## Given instruction
Please carry on the forum thread about the Betta fish, starting after its last post.

## Passage
********

Its prob him maturing of age!! He is awesome! haha


----------



## TianTian (Apr 14, 2009)

Aging? Aww, Puppyfish you hear that? You're getting OLD!! :lol:

Well, he's done okay so far. In fact, I'd say he's livened up some. But you make a good point and I'll be sure to monitor his food better from now on. 

fdsafkljdsalkfffff I want another Betta. Like, this feeling was the exact same feeling when I woke up one Monday morning and said, "I'm buying a Betta tonight". I knew nothing about Bettas when I first bought Tian-Tian. He's put me through so many ups and downs.. and at one point I thought I'd lose him. But he's bounced right back and changed colors just to mess with me.

And so armed with my knowledge, and ability to handle another tank to clean, I'm ready for another Betta. 
I'm ready. 

Maybe if I use enough water conditioner, I can make an excuse to go to the pet store? *checks bottle* Blast! Still halfway full! :|


----------



## dramaqueen (Jul 7, 2008)

Maybe accidently on purpose spill your conditioner so you'll have an excuse to go to the petstore. lol


----------



## Luchi (May 20, 2009)

Well his color change is ammmaaazzinnnggg! He sure is a pretty color blue!!!


----------



## Vikki81207 (May 27, 2009)

Go squeeze some conditioner in the toilet, so you have like none left. lol


----------



## jeaninel (Aug 24, 2007)

He's really colored up nicely. I'm thinking maybe he's maturing and/or he's healthier than when you first bought him due to good care, food, love, etc. Either way, he looks great!

Tian Tian, I think you have MBS... Multi Betta Syndrome. lol


----------



## ifish (Apr 30, 2009)

my betta has grown more active sine i put him in a 2 gallin other then a .5 gallon


----------



## TianTian (Apr 14, 2009)

Whoo! So I have another Betta.  His name is Taco and he's a nice, bright orange with transparent fins. Pictures (and EPIC STORY) to follow shortly in the pictures forum! 

I haven't dumped out my conditioner, but I have a feeling I shouldv'e restocked today while I had the chance. ^^; 
And Tian-Tian is HUGE in comparison to Taco; he's a tiny little guy!

********

## Collected material

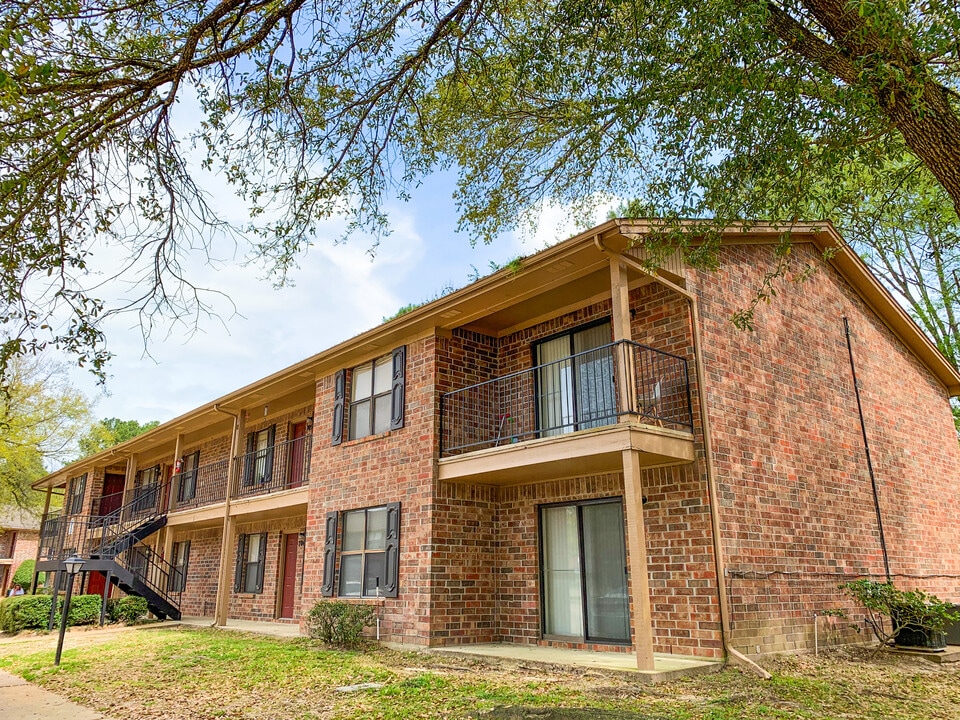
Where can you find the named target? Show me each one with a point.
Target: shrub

********

## Response below
----------



## dramaqueen (Jul 7, 2008)

I think we all have MBS! lol


----------



## crowntail lover (Apr 25, 2009)

Great!!!!!!!!!!!!!!!!!!!!!!!!!!!!!!!!!!!!!!!!!!!!!!!!!!!!!!!!1


----------



## Vikki81207 (May 27, 2009)

Yes I think we all have MBS. lol. And i know what you mean Tian Tian, Blue is tiny compared to Fishy.


----------



## BettaSquirt (Jun 2, 2009)

You got Taco!!!!!


----------



## crowntail lover (Apr 25, 2009)

He is beautiful!!!


----------



## TianTian (Apr 14, 2009)

Thanks y'all!


----------



## crowntail lover (Apr 25, 2009)

HAHA!!!! I love Taco!!! lol.....


----------



## dramaqueen (Jul 7, 2008)

I like tacos too... ummm, I mean I like Taco, too! lol


----------



## crowntail lover (Apr 25, 2009)

haha!!


----------



## TianTian (Apr 14, 2009)

MMMMM tacotacotacotacotaco!!!  

He's a cutie. For reals.


----------



## ifish (Apr 30, 2009)

wheres the picture i wanna see and congrates i think this summer ill go get a new betta im jealous


----------



## LiyahsGrandma (May 29, 2009)

I love his color


----------



## TianTian (Apr 14, 2009)

Thanks everyone!!  

As I posted on my other thread about Taco, I got in a car wreck yesterday and I'm in a neck brace so things are a little difficult at the moment. My boys are still being fed, so everything is otherwise well. Ta-ta for now!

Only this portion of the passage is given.